◆ **PROBLEM TO SOLVE**: The lines to be copied run from the one containing "the white tarp." to the end of the material below; reproduce them exactly, including both ends, and nothing more.

◆ **INFORMATION SUPPLIED**:
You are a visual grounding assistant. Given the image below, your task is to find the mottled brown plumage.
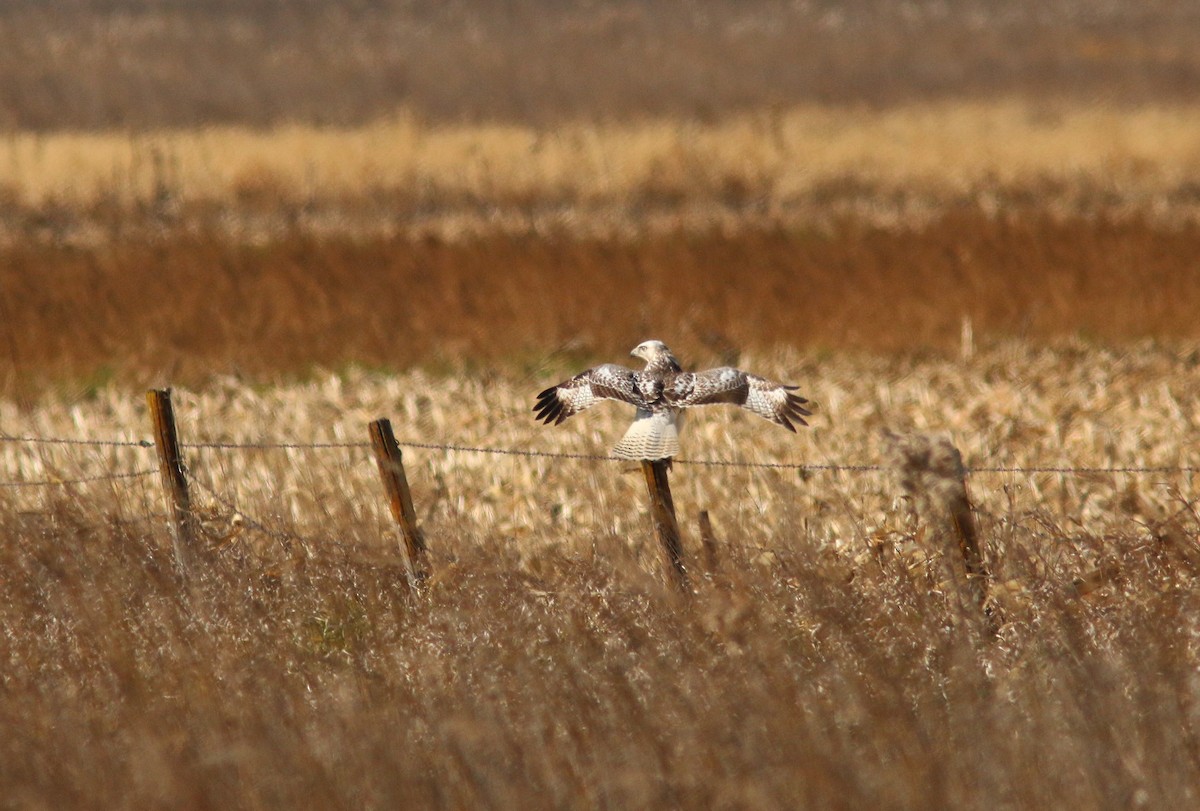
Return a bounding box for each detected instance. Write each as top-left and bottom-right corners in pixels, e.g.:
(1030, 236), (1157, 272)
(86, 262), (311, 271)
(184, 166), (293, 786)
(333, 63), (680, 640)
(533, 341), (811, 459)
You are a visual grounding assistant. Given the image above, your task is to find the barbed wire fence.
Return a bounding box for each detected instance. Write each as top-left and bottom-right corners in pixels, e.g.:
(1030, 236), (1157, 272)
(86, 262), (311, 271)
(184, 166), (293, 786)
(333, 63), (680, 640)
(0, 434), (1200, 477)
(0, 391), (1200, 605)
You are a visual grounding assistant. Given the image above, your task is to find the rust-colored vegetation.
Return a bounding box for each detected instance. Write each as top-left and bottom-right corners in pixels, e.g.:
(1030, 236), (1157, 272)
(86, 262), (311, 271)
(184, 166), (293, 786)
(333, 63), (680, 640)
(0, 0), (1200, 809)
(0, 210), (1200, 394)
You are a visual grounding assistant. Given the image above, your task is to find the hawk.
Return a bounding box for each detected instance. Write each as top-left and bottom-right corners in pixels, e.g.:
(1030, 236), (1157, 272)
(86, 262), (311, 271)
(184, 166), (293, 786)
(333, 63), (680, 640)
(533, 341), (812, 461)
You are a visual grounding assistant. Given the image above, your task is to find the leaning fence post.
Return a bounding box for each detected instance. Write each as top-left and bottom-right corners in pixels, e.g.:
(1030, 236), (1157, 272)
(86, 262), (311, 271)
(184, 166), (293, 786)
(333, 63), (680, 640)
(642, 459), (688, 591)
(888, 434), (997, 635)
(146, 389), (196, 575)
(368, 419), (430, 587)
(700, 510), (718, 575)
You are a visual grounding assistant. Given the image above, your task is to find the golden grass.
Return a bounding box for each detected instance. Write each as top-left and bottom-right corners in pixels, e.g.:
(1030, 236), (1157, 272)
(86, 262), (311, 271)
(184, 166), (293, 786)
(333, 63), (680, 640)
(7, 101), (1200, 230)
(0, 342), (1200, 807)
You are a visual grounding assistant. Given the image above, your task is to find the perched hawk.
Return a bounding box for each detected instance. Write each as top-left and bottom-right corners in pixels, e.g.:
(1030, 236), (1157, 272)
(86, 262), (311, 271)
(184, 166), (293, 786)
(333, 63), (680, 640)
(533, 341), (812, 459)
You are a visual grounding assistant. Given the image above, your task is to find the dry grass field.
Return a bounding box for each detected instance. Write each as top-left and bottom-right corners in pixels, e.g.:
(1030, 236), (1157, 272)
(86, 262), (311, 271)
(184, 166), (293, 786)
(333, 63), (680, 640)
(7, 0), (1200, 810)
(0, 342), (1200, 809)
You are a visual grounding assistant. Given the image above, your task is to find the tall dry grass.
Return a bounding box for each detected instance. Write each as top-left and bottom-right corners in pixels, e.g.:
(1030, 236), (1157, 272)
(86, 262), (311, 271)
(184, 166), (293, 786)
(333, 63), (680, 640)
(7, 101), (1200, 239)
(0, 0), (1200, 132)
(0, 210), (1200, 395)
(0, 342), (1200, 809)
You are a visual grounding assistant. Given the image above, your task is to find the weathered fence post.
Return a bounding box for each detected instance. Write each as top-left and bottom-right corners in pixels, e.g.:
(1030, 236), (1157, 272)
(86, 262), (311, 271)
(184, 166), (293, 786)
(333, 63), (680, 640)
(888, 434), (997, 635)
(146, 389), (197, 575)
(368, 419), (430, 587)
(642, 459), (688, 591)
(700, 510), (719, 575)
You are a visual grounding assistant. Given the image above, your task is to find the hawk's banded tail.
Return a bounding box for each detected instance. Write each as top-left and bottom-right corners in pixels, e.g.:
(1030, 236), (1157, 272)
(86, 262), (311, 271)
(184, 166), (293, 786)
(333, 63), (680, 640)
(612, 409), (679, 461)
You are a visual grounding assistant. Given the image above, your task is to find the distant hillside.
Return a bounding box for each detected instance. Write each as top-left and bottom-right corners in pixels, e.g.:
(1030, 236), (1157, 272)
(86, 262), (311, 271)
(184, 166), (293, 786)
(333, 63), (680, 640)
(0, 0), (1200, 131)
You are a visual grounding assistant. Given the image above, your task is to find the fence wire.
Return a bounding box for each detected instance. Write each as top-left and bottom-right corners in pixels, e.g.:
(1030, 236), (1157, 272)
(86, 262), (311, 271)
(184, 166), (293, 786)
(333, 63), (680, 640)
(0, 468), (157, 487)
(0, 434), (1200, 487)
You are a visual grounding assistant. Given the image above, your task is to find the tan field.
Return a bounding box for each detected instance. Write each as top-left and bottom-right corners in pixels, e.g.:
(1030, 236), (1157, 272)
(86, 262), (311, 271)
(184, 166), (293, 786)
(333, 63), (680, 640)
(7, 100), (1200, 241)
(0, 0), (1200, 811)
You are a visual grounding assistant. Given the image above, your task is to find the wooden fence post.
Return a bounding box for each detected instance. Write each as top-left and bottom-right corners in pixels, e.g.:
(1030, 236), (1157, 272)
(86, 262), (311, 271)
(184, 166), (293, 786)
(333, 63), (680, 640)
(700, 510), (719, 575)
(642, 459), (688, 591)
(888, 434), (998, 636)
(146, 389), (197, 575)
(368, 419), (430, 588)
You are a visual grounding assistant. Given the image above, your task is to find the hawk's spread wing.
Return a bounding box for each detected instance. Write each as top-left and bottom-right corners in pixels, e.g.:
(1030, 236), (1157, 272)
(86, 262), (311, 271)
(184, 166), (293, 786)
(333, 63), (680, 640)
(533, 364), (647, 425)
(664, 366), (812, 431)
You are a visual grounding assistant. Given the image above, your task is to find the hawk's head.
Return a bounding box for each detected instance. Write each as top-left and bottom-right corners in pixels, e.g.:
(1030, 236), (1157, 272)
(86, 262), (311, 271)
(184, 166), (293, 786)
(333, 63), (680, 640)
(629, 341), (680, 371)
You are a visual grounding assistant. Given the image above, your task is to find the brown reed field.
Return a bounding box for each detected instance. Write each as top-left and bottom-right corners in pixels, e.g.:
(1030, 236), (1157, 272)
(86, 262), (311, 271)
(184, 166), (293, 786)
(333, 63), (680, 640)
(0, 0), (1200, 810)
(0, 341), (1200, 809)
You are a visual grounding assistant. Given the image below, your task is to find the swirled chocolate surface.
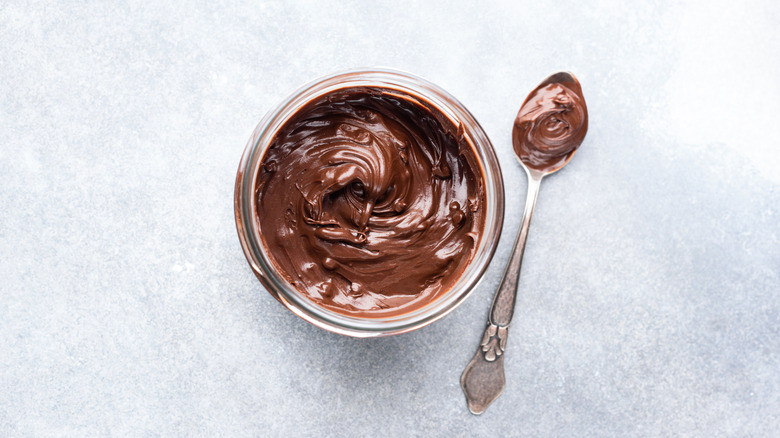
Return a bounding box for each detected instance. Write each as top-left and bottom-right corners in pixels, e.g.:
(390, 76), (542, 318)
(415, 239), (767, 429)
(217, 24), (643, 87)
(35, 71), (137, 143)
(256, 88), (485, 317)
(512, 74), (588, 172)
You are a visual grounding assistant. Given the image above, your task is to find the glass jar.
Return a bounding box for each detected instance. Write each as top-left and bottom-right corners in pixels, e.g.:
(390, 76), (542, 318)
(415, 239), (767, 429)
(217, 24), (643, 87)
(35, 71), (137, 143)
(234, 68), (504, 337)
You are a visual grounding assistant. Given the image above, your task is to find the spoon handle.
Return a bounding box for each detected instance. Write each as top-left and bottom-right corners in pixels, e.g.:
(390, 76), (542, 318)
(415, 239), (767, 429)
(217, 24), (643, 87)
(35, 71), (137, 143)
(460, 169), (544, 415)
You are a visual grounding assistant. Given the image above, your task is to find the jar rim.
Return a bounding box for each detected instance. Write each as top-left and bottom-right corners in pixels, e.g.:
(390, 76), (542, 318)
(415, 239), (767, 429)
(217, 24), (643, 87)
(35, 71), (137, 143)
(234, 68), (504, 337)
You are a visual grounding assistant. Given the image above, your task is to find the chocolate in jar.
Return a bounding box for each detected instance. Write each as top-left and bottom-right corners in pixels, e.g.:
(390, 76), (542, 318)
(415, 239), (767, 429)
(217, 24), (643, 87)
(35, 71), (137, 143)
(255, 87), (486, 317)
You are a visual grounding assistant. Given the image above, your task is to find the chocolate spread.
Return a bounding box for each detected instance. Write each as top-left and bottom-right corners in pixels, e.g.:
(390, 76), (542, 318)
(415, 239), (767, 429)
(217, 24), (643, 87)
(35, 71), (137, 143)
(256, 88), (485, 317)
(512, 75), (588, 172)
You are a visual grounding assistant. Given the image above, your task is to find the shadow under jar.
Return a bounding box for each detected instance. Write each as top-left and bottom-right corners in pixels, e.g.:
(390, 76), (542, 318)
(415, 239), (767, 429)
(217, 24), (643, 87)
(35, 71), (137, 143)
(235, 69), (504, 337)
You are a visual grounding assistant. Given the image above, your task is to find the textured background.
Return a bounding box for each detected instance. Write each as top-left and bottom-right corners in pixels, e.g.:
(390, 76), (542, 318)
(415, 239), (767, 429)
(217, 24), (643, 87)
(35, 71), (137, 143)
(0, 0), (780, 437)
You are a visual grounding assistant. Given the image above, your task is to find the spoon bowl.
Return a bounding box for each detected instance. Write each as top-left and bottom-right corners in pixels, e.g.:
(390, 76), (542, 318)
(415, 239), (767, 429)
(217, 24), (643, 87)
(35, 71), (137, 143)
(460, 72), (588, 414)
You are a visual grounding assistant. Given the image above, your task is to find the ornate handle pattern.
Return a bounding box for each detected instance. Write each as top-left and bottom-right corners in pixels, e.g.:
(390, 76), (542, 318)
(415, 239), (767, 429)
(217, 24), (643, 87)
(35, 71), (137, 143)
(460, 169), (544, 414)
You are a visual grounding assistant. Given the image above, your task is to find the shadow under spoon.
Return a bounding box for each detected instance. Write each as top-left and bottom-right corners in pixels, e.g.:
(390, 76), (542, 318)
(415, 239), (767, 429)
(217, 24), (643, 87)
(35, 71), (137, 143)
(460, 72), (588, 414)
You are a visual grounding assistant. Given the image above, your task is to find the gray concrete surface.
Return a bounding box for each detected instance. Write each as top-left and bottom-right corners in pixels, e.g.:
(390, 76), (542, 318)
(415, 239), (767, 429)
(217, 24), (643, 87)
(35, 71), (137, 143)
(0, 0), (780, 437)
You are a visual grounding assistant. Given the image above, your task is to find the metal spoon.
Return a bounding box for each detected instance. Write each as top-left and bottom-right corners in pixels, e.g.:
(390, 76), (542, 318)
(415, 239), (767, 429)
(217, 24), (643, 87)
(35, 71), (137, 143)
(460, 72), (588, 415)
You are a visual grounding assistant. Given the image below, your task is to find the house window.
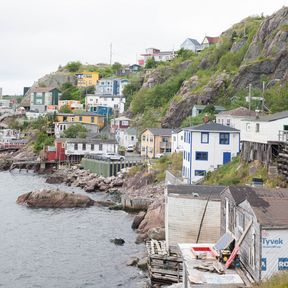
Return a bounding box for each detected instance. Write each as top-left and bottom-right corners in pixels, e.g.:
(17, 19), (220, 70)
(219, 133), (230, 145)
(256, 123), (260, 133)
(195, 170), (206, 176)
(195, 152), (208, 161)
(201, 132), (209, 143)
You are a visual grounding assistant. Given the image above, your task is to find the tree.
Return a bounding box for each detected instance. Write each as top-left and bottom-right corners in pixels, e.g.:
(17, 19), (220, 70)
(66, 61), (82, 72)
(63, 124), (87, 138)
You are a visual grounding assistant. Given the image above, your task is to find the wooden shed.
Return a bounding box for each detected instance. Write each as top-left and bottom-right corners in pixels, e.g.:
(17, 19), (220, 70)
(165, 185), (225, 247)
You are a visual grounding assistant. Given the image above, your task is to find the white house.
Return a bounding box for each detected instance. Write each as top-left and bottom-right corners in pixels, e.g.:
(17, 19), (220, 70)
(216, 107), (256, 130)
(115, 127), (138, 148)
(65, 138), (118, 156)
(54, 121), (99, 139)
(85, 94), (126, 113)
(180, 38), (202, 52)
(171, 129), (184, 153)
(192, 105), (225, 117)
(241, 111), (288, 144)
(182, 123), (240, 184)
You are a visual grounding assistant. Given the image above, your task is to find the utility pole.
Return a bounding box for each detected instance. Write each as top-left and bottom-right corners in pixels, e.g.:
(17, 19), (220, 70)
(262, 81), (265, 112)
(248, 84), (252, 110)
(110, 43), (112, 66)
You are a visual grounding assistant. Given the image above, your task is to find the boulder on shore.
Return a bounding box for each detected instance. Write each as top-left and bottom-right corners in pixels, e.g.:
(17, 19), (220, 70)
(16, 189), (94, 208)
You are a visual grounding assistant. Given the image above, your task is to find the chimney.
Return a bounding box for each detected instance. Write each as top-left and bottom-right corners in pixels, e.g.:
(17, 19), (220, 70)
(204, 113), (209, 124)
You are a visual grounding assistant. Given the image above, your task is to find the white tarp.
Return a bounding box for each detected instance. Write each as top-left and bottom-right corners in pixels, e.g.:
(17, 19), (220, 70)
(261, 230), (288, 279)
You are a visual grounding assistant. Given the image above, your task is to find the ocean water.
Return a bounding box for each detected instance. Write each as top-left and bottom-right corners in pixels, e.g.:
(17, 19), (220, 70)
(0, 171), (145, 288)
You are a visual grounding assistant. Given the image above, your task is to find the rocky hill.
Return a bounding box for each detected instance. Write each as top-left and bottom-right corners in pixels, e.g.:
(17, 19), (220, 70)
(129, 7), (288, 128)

◆ **FINISHED EXERCISE**:
You are a visual grounding assistant. Given the image above, your task is to find the white tarp.
Return a bounding box for each detected instance. Write each as top-left and bottom-right corners in pixels, e.g.:
(17, 19), (220, 70)
(261, 230), (288, 279)
You are a visual grounding assistant. Given the image above, your task is to find the ocean water.
Return a bounding box for each detected instance. Write each as top-left and bottom-right corners in pixels, e.g.:
(17, 19), (220, 70)
(0, 171), (145, 288)
You are a visual grounding assistant. Given the image above, your task is to find the rocky hill.
Return a bounding box for each detected instance. Write each as top-left and bottom-right corners in pixels, e.g.:
(17, 19), (220, 70)
(129, 7), (288, 128)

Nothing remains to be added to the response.